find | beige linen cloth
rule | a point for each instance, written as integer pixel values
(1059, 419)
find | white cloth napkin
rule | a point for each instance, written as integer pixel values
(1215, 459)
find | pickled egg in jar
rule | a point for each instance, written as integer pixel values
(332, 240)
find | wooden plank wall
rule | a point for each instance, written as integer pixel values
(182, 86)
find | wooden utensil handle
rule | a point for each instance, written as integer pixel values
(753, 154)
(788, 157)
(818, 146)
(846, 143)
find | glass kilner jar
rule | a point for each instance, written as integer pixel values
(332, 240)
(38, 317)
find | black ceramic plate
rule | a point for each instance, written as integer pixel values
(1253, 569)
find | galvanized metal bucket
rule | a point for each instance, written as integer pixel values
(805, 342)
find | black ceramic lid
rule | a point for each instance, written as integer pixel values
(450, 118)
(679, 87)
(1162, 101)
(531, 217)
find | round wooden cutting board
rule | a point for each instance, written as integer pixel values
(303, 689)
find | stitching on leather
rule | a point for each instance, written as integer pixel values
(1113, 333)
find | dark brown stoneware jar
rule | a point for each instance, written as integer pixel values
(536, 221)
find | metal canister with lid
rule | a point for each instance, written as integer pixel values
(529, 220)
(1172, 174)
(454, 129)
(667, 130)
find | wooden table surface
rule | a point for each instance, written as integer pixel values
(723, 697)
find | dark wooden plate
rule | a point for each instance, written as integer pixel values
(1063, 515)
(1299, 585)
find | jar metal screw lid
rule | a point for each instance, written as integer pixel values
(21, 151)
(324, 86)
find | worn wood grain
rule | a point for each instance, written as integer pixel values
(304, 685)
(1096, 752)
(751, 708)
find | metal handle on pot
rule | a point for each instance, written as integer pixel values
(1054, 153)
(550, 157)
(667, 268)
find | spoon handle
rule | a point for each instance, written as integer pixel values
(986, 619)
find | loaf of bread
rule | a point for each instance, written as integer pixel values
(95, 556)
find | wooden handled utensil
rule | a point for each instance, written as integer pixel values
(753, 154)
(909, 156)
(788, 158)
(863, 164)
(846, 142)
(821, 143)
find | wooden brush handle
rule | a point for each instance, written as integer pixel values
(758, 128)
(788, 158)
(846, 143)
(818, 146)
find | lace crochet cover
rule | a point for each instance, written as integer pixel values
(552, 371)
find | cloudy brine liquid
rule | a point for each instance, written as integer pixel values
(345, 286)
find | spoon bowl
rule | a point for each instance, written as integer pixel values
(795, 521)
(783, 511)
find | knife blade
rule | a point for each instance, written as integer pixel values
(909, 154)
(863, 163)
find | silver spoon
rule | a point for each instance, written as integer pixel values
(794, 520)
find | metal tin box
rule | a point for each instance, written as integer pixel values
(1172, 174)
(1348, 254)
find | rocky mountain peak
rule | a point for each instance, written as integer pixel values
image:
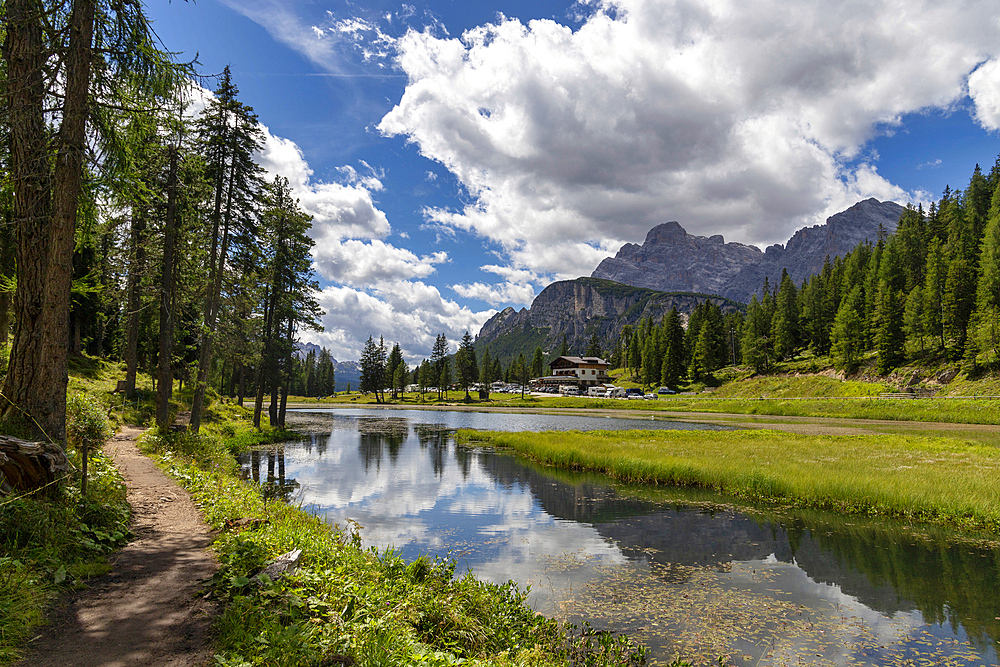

========================

Render all of the rows above as a numbered list, dropping any blank lines and omitting the pictures.

1. find | beige linen cloth
2. rule | a point for each instance, written as integer pixel values
3. (1059, 419)
4. find | white cloth napkin
5. rule | a point for each instance, written as integer pixel values
6. (1215, 459)
7. find | pickled egg in jar
8. rule | a point for each instance, written as integer pixel values
9. (332, 240)
10. find | wooden plank wall
11. rule | a point for each instance, written as integer pixel values
12. (182, 86)
13. find | wooden utensil handle
14. rule | a point for each instance, written as integer pixel values
15. (753, 154)
16. (788, 157)
17. (818, 146)
18. (846, 143)
19. find | glass kilner jar
20. rule | a point for each instance, written as integer pixel values
21. (332, 240)
22. (38, 317)
23. find | black ceramic plate
24. rule | a point for each instance, written as integer pixel values
25. (1253, 569)
26. find | galvanized metal bucket
27. rule | a point for each instance, written as integer pixel values
28. (805, 342)
29. find | black ceramic lid
30. rule | a point for each instance, written as integer pixel values
31. (450, 118)
32. (679, 87)
33. (1162, 101)
34. (531, 217)
35. find | round wooden cutting board
36. rule | a point for each instance, written as integer pixel values
37. (303, 689)
38. find | stitching on leather
39. rule | a point for each instance, written as integer pixel values
40. (1113, 333)
41. find | dark brown stoneware jar
42. rule | a point for each instance, written as integer pixel values
43. (536, 221)
44. find | metal canister with lid
45. rule | a point for each instance, written as integer pixel values
46. (529, 220)
47. (1172, 174)
48. (454, 129)
49. (667, 130)
50. find | wooden table surface
51. rule | a point for each instance, written as integer pixel values
52. (723, 697)
53. find | dark wooden plate
54. rule | a point for each instance, written as integer pixel values
55. (1063, 515)
56. (1299, 585)
57. find | jar metal screw lid
58. rule | a point for each instance, written as integer pixel values
59. (21, 151)
60. (324, 86)
61. find | worn wood grain
62. rule | a point for each instance, written as integer pixel values
63. (304, 685)
64. (1096, 752)
65. (751, 708)
66. find | metal handle on pot
67. rule | a point for each instance, written as integer pixel values
68. (1054, 153)
69. (550, 157)
70. (667, 268)
71. find | spoon handle
72. rule | a point for each instance, written as integer pixel values
73. (986, 619)
74. find | loaf of bread
75. rule | a point for each instance, written as integer pixel values
76. (95, 556)
77. find | wooden handled utensil
78. rule | a point for each instance, written as integer pixel values
79. (753, 154)
80. (909, 156)
81. (788, 158)
82. (863, 164)
83. (846, 142)
84. (821, 143)
85. find | wooden brush handle
86. rule | a point for each instance, written as integer pixel values
87. (758, 128)
88. (788, 158)
89. (846, 143)
90. (818, 146)
91. find | lace crochet cover
92. rule | a point for each instance, written as integer pixel values
93. (552, 371)
94. find | cloudy brine liquid
95. rule | a point for each instance, written as integer pixel values
96. (345, 286)
97. find | spoon bowl
98. rule | a point for each instance, written as integer pixel values
99. (795, 521)
100. (783, 511)
101. find | knife blade
102. rule | a point for each instance, written as integer pixel values
103. (909, 154)
104. (863, 163)
105. find | silver spoon
106. rule | a point for each instance, written as integer pixel values
107. (794, 520)
108. find | metal tin box
109. rule | a point for each instance, written as integer pixel values
110. (1172, 174)
111. (1348, 254)
112. find | rocky mountain peak
113. rule | a point for each instance, written as integer pixel values
114. image:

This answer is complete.